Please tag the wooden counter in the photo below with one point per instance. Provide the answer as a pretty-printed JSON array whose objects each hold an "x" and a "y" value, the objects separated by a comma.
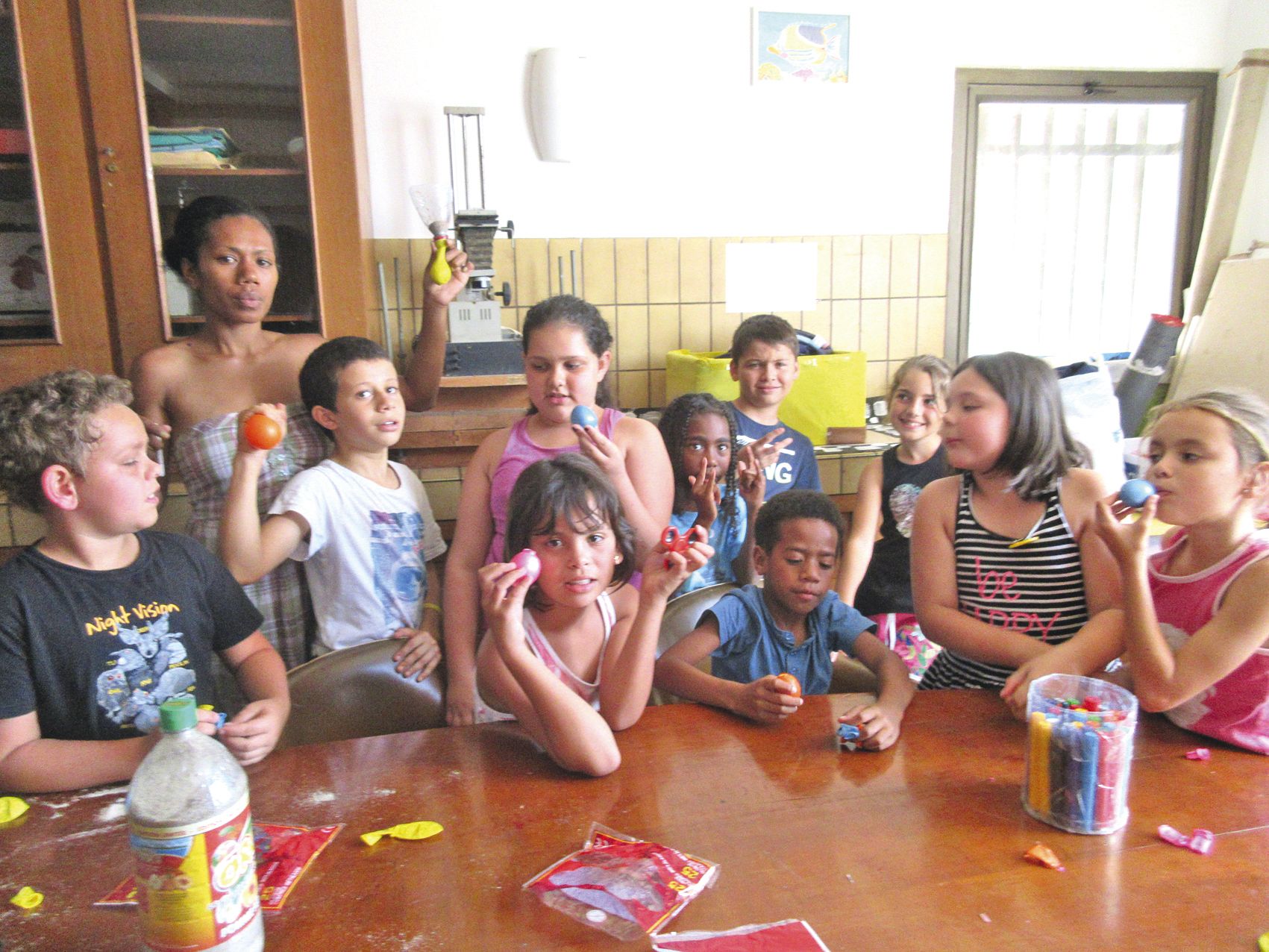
[{"x": 915, "y": 848}]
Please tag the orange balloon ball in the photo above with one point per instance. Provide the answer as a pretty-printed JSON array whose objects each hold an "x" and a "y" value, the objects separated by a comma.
[
  {"x": 792, "y": 682},
  {"x": 262, "y": 432}
]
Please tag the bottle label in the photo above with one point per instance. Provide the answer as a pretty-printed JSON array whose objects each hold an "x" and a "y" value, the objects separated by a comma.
[{"x": 195, "y": 883}]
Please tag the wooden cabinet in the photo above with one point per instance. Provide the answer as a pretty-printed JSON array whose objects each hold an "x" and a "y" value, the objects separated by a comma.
[{"x": 99, "y": 75}]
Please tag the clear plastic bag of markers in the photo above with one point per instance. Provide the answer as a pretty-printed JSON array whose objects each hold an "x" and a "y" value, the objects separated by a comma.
[
  {"x": 626, "y": 886},
  {"x": 1079, "y": 753}
]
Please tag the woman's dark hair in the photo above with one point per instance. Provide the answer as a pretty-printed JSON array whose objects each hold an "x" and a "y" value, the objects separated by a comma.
[
  {"x": 583, "y": 315},
  {"x": 796, "y": 504},
  {"x": 674, "y": 430},
  {"x": 573, "y": 486},
  {"x": 1039, "y": 448},
  {"x": 319, "y": 376},
  {"x": 195, "y": 221}
]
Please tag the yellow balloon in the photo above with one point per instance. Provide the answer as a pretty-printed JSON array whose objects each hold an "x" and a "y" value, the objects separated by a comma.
[
  {"x": 12, "y": 807},
  {"x": 27, "y": 898},
  {"x": 420, "y": 829}
]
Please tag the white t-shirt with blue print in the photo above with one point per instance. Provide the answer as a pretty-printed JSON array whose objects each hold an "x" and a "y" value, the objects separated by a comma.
[
  {"x": 366, "y": 554},
  {"x": 726, "y": 536},
  {"x": 753, "y": 645}
]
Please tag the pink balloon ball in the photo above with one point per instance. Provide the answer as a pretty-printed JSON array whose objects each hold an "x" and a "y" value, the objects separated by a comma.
[{"x": 528, "y": 560}]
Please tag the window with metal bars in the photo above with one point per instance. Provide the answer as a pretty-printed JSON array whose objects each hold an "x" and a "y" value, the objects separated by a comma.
[{"x": 1077, "y": 204}]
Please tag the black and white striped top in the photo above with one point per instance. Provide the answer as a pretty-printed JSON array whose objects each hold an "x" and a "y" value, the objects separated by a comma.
[{"x": 1035, "y": 588}]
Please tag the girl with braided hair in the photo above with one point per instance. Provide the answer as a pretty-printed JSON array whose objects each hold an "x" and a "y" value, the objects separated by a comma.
[{"x": 716, "y": 486}]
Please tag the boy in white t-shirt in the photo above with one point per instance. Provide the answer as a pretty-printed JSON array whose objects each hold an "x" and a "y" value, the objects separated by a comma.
[{"x": 360, "y": 522}]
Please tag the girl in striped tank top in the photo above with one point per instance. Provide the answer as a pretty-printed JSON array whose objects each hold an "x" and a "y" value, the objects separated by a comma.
[{"x": 1008, "y": 571}]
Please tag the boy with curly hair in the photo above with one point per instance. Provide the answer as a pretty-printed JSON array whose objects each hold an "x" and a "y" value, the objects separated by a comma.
[{"x": 101, "y": 620}]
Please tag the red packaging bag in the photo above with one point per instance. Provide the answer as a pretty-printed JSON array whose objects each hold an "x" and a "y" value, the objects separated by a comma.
[{"x": 624, "y": 886}]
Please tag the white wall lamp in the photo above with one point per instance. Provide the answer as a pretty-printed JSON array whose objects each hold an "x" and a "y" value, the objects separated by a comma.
[{"x": 556, "y": 103}]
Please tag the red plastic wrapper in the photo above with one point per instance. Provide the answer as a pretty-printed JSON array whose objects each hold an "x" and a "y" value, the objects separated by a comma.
[
  {"x": 282, "y": 856},
  {"x": 787, "y": 936},
  {"x": 626, "y": 886}
]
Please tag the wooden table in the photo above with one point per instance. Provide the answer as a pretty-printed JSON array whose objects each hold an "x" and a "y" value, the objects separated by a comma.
[{"x": 915, "y": 848}]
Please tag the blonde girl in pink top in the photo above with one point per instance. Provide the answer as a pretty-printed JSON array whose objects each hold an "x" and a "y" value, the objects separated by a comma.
[
  {"x": 570, "y": 655},
  {"x": 568, "y": 351},
  {"x": 1198, "y": 620}
]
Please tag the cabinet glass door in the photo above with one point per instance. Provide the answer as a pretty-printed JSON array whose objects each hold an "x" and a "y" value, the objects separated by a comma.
[
  {"x": 25, "y": 301},
  {"x": 225, "y": 117}
]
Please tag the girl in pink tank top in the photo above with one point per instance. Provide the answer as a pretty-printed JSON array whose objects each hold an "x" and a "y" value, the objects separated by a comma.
[
  {"x": 568, "y": 351},
  {"x": 1197, "y": 620},
  {"x": 570, "y": 653}
]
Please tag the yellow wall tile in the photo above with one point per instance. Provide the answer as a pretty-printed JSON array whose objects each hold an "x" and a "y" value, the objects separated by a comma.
[
  {"x": 695, "y": 328},
  {"x": 443, "y": 498},
  {"x": 632, "y": 271},
  {"x": 934, "y": 266},
  {"x": 847, "y": 258},
  {"x": 823, "y": 266},
  {"x": 564, "y": 269},
  {"x": 903, "y": 255},
  {"x": 631, "y": 353},
  {"x": 718, "y": 268},
  {"x": 599, "y": 278},
  {"x": 930, "y": 325},
  {"x": 830, "y": 475},
  {"x": 695, "y": 271},
  {"x": 657, "y": 389},
  {"x": 845, "y": 325},
  {"x": 820, "y": 320},
  {"x": 632, "y": 389},
  {"x": 28, "y": 528},
  {"x": 874, "y": 267},
  {"x": 874, "y": 329},
  {"x": 662, "y": 271},
  {"x": 903, "y": 329},
  {"x": 662, "y": 333},
  {"x": 504, "y": 263},
  {"x": 530, "y": 272},
  {"x": 722, "y": 325}
]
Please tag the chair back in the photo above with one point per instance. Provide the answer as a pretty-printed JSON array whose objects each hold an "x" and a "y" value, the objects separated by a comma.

### [WORK INSTRUCTIONS]
A word-for-word copy of the entries is needed, with no pictures in it.

### [COMPLETED EXERCISE]
Please tag the wooden counter in the photo below with one point per instance. Provide the answer as a pretty-printed JSON array whose objects each hold an "x" and a "y" value, the objects separated by a comma.
[{"x": 915, "y": 848}]
Please tag the orange balloon ball in the photo above with one point per instance. Provide the answer as a pretty-printed JSON array whose objects each hold an "x" and a "y" value, the objects separated by a comma.
[
  {"x": 792, "y": 682},
  {"x": 262, "y": 432}
]
Please tag the bottle label in the photo above with one point per instance. Provide the answer as a pretty-printed JSON array whose objects each hold an "x" and a "y" value, the objects separated by a comma.
[{"x": 195, "y": 883}]
Please tag the wooden cabinet in the photo above with one point per instance. Provide the answer as a pretty-printed JSON array whose objects each hold an "x" and a "y" value, the objects separated by a comma.
[{"x": 99, "y": 75}]
Please tag the clear plastic bag of markers in the photo above with one point per instance. Provide the answer as a pretty-printed JSON array whose objects each hold an "x" and a "y" value, the objects separated by a comma.
[
  {"x": 626, "y": 886},
  {"x": 1079, "y": 753}
]
Please tag the woman's dark hair in the photo above with one point per instance. Provide the answer as a pretty-printed JSON array whose objects each hold an "x" and a "y" value, the objects separated by a comma.
[
  {"x": 583, "y": 315},
  {"x": 796, "y": 504},
  {"x": 674, "y": 430},
  {"x": 573, "y": 486},
  {"x": 1039, "y": 448},
  {"x": 319, "y": 376},
  {"x": 195, "y": 221}
]
Please tag the yellow balloon in the photo above with one point per instance. Provide the answer as a pretty-printed JSON array whose objects each hold an "x" and a "y" value, the objects separated by a comma.
[
  {"x": 12, "y": 807},
  {"x": 27, "y": 898},
  {"x": 420, "y": 829}
]
Please tag the white t-shirt with blue print in the photo above with one point per instance. Provide the answer as a pretty-printed JSON array whose objects each hold an "x" and a "y" value, the objects separated by a comma.
[
  {"x": 366, "y": 554},
  {"x": 726, "y": 536},
  {"x": 753, "y": 645}
]
Please tag the pink balloon ball in the photo above with one point per instance. Provide the answer as a pretty-printed JSON array whose objects each hold an "x" and a "y" value, the objects separated by a comma.
[{"x": 528, "y": 560}]
Please tag the window with metal bars in the photo above with one point per instance. Provide the answer as a pretty-printed JSON array whose objects each hold an "x" and a "y" value, the objects separated by a comma.
[{"x": 1077, "y": 204}]
Please tag the black and white striped top in the photo above with one point per instance. Provide the answer as a pretty-printed JSON array whose objects each hold an "x" and a "y" value, the objects separated by a comma.
[{"x": 1035, "y": 588}]
Please tag the girl with braided hair in the photo above with one point per instance. Provide the answer as a pretty-printed JSON array whose objects each hold an "x" and a "y" value, the objects separated by a comma.
[{"x": 716, "y": 486}]
Please tag the boy in white t-shirt in the photo above with one point per instance. Provide the answer as a pretty-printed JSON array whose objects each hold an "x" and a "y" value, the objects separated by a comma.
[{"x": 360, "y": 522}]
Please tag the girl in striped tank top in the photo above with one point per instance. Provide the answer as a pretty-printed JSON array whose objects each hold an "x" and a "y" value, the objects separated by a comma.
[{"x": 1008, "y": 571}]
Please tag the boy with curly hair in the photo above with one point per instance. Provide the answer as a pretty-printed JSON array whose objects each hold an "x" and a "y" value, the objects separated by a comma.
[{"x": 101, "y": 620}]
Please tag the red packaging bag in the photo above with one point per instance. Provide the answer as a pretty-printed JSON array whose objects each hold an "x" and a "y" value, the objects separated by a comma.
[{"x": 624, "y": 886}]
Please tag the white wall lamp in the photo above with one point per instance. Provide the answer as a pretty-printed JSON array whose objects each hold an "x" and a "y" value, the objects separated by a comma.
[{"x": 556, "y": 103}]
Please tag the red plastic wrapper in the photo above with one point per instance. Provide the answer as a pretty-printed JSON array whose objects each hold an "x" and a "y" value, the objects separated by a comma.
[
  {"x": 282, "y": 856},
  {"x": 787, "y": 936},
  {"x": 626, "y": 886}
]
Please tag the wooden table in the photo above with one point per instance. Provide the answer as a pretty-printed JSON array whose objects each hold an "x" and a "y" value, the objects separated by a comma.
[{"x": 915, "y": 848}]
Please tag the blonde girl in pink top in the photo above with one point per instance. Provide the answer as a pretty-printed JSON array whose objects each hold an "x" and a "y" value, the objects separated by a comma.
[
  {"x": 570, "y": 655},
  {"x": 568, "y": 351},
  {"x": 1198, "y": 620}
]
Please tag the cabinet glass door in the photo above with one point per instance. Provide the answer as a pretty-printed JSON array whose objects each hold an "x" and a "y" value, the objects separated by a comma.
[
  {"x": 25, "y": 301},
  {"x": 225, "y": 117}
]
Please tag the girl in pink tank top in the photo above with one point per instance. Provide the answer as a pretty-printed JSON array whose objects each hold an "x" and a "y" value, the objects separated by a comma.
[
  {"x": 568, "y": 351},
  {"x": 1197, "y": 620},
  {"x": 570, "y": 653}
]
Please tag the yellow wall tile in the photo above with one point per instance. Provide the answer as a pretty-printed JSON array whose objects each hold an "x" and a "y" value, the objects separated by a comma.
[
  {"x": 695, "y": 328},
  {"x": 443, "y": 498},
  {"x": 632, "y": 271},
  {"x": 934, "y": 266},
  {"x": 847, "y": 258},
  {"x": 823, "y": 266},
  {"x": 564, "y": 269},
  {"x": 903, "y": 255},
  {"x": 631, "y": 353},
  {"x": 718, "y": 268},
  {"x": 599, "y": 278},
  {"x": 930, "y": 325},
  {"x": 830, "y": 475},
  {"x": 695, "y": 271},
  {"x": 657, "y": 389},
  {"x": 845, "y": 325},
  {"x": 820, "y": 320},
  {"x": 632, "y": 389},
  {"x": 28, "y": 528},
  {"x": 874, "y": 267},
  {"x": 874, "y": 329},
  {"x": 662, "y": 271},
  {"x": 903, "y": 329},
  {"x": 662, "y": 333},
  {"x": 504, "y": 263},
  {"x": 530, "y": 272},
  {"x": 722, "y": 325}
]
Please tag the chair back in the photo above with one point per instance. Provide the answer as a pretty-printed JSON array whose objects each hold an "x" and a "y" value, the objects separated by a comma.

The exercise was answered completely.